**Directions:**
A. Reproduce the passage about Jewish life at the World Cup word for word, everything from "Until two weeks" down to "impressed, but inspired.".
B. From the passage about Jewish life at the World Cup, list every Russian city Alberto Galante traveled to.

**Passage given:**
## START

Until two weeks ago, Alberto Galante had never been to Russia. The 2018 FIFA World Cup drew him to Moscow, St. Petersburg and Rostov-on-Don, where he cheered on Mexico’s national soccer team as it advanced through the competition. While Galante, who traveled with his son and friends, was thrilled to see Mexico stun the world in its upset win over defending World Cup champion Germany, that was not the only happy surprise of his 12-day trip: He also got to see living, breathing Jewish life in Russia, which not only left him impressed, but inspired.

“It was a very spiritual experience, even though it wasn’t supposed to be,” says Galante, 49, who lives in Miami but is originally from Mexico. “I expected to see Chabad, but I didn’t expect what we experienced; it was uplifting.”

There are at least 10,000 Israelis among the 1 million soccer fans who have descended upon Russia for the World Cup, but that number does not reflect the thousands of Jewish visitors who have come from all around the world, especially from Latin America.

The Jewish community in Moscow has been hosting soccer fans who converged on the city for the World Cup games. (Credit: Chabad.org/News)

“We had people from New Zealand, Canada, Argentina,” says Rabbi Mordechai Weisberg, director of Chabad-Lubavitch of Moscow, located in the Moscow Jewish Community Center (MJCC) in the Marina Roscha neighborhood of the capital. “People have been flocking here for kosher food, to pray, or just to spend time. They just type ‘Chabad Moscow’ into their GPS, and they are led straight here.”

## END

**Provided material:**
## START

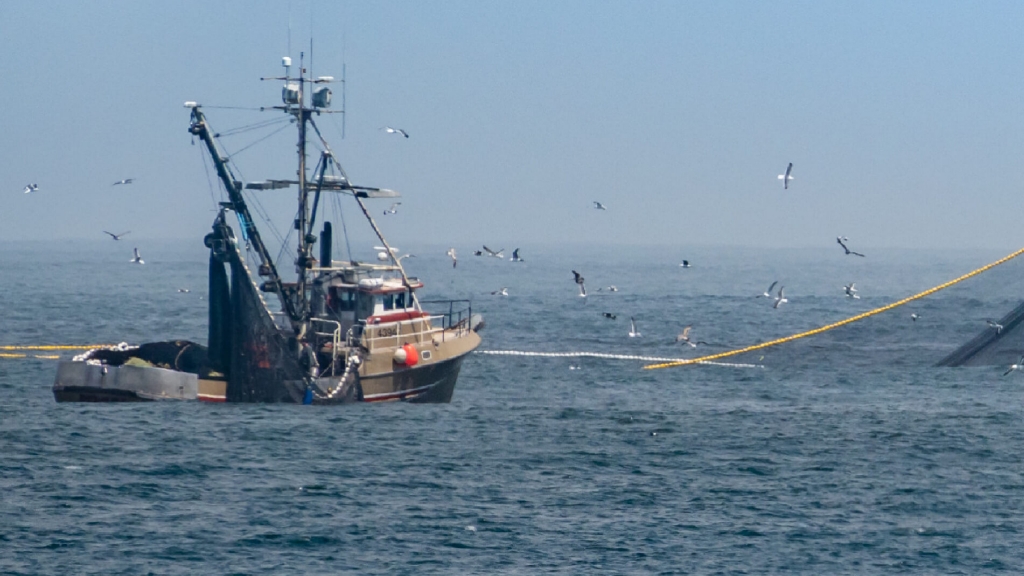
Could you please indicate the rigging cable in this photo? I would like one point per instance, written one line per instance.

## END

**The solutions:**
A.
Until two weeks ago, Alberto Galante had never been to Russia. The 2018 FIFA World Cup drew him to Moscow, St. Petersburg and Rostov-on-Don, where he cheered on Mexico’s national soccer team as it advanced through the competition. While Galante, who traveled with his son and friends, was thrilled to see Mexico stun the world in its upset win over defending World Cup champion Germany, that was not the only happy surprise of his 12-day trip: He also got to see living, breathing Jewish life in Russia, which not only left him impressed, but inspired.

B. Moscow, St. Petersburg, Rostov-on-Don